----- Records for the exercise
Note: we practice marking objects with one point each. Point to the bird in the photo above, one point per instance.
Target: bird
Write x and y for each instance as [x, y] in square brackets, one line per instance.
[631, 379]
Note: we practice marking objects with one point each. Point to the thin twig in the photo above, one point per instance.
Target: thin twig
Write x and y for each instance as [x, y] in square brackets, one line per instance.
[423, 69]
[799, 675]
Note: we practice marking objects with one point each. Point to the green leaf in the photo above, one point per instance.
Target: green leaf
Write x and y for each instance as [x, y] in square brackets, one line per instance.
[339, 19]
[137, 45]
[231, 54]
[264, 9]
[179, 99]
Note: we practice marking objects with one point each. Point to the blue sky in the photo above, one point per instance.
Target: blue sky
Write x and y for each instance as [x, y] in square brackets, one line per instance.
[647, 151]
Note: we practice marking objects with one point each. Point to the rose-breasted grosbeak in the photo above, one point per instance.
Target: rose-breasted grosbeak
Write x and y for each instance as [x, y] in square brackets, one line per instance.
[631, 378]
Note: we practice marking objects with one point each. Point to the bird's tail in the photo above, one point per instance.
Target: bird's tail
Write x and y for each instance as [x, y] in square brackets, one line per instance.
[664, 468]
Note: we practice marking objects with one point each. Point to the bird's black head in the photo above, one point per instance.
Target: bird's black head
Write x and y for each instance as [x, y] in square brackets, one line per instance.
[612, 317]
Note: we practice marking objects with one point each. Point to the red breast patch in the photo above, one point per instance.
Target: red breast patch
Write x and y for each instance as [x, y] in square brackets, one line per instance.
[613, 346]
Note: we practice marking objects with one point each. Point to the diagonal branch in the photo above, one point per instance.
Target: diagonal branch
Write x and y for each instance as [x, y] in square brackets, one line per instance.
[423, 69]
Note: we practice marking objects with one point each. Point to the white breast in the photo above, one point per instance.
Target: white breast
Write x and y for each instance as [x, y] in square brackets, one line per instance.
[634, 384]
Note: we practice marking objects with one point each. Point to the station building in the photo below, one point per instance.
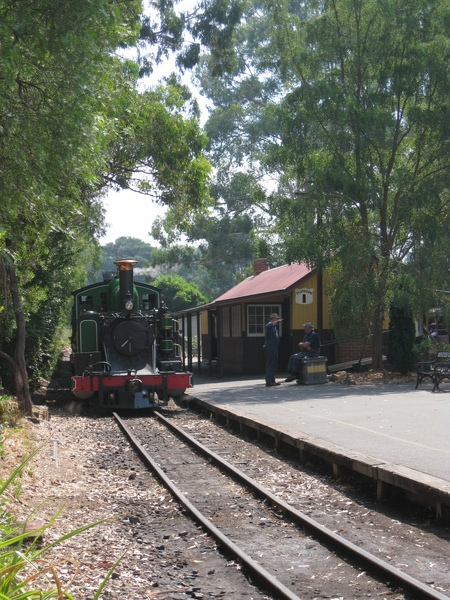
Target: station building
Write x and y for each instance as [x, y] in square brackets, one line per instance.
[227, 335]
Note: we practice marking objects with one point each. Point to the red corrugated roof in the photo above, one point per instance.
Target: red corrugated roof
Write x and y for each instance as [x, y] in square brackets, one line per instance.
[273, 281]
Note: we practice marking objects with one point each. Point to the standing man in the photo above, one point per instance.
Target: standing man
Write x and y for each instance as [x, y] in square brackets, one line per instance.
[309, 348]
[272, 341]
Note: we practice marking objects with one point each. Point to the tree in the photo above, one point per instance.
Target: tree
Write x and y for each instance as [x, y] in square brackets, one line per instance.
[400, 353]
[178, 294]
[357, 133]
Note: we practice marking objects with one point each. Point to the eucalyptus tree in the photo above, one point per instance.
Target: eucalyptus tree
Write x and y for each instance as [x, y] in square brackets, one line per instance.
[72, 123]
[356, 128]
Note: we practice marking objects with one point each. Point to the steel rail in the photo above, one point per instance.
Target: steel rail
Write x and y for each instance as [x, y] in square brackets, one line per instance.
[270, 581]
[322, 532]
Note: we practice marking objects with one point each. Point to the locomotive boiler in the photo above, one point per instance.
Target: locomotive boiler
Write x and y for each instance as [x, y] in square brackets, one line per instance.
[125, 350]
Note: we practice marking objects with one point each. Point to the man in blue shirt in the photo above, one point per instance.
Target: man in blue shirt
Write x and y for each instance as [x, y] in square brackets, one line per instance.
[272, 341]
[309, 348]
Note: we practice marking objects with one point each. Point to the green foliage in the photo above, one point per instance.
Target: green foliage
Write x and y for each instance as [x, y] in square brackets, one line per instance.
[124, 247]
[400, 353]
[178, 294]
[25, 571]
[72, 124]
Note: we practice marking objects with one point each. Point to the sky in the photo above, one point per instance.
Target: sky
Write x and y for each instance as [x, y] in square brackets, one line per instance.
[130, 214]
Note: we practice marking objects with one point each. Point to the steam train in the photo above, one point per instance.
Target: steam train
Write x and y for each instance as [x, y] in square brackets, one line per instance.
[124, 344]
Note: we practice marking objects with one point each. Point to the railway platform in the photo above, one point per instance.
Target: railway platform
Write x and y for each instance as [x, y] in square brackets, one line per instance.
[391, 433]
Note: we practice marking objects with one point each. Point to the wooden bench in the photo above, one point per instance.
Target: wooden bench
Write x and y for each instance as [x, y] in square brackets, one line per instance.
[427, 368]
[441, 372]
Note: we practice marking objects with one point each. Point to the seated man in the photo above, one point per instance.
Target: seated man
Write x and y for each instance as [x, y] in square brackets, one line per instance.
[309, 348]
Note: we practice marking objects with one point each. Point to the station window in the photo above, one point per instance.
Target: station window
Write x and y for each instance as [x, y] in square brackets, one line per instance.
[257, 317]
[231, 322]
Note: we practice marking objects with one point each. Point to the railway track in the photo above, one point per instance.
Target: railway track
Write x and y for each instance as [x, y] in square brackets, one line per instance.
[283, 549]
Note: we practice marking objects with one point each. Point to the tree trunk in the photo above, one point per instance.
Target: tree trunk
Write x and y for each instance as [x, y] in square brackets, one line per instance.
[18, 362]
[377, 342]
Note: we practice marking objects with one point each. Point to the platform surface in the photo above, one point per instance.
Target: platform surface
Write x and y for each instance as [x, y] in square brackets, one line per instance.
[391, 422]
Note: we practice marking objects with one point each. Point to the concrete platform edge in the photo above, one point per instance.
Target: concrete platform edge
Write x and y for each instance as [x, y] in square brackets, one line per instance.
[419, 487]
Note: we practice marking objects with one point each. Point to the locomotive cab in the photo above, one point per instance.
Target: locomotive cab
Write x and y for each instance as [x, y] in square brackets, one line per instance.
[123, 348]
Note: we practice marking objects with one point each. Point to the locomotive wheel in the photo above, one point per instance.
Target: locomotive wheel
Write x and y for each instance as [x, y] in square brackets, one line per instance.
[177, 393]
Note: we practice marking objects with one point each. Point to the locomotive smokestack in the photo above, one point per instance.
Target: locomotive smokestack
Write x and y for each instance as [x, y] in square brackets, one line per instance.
[126, 280]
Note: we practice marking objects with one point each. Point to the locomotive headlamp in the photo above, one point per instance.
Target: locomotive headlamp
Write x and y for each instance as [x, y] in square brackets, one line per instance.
[134, 385]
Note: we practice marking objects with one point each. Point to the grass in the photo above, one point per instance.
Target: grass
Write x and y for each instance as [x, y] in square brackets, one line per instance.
[25, 571]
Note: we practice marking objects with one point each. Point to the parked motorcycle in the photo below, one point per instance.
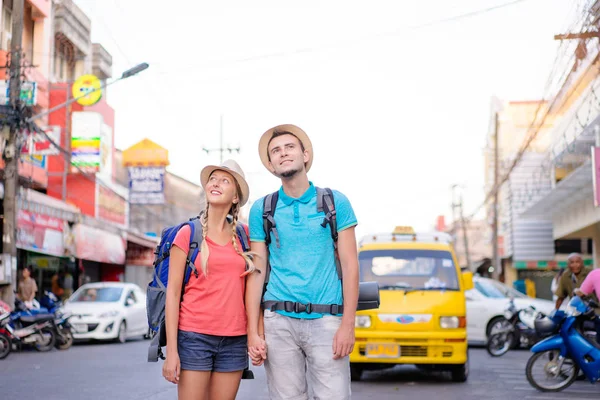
----------
Short task:
Tally the lines of the entries above that contain the string "concrete", with case counting, and reply with that number alone.

Solved problem:
2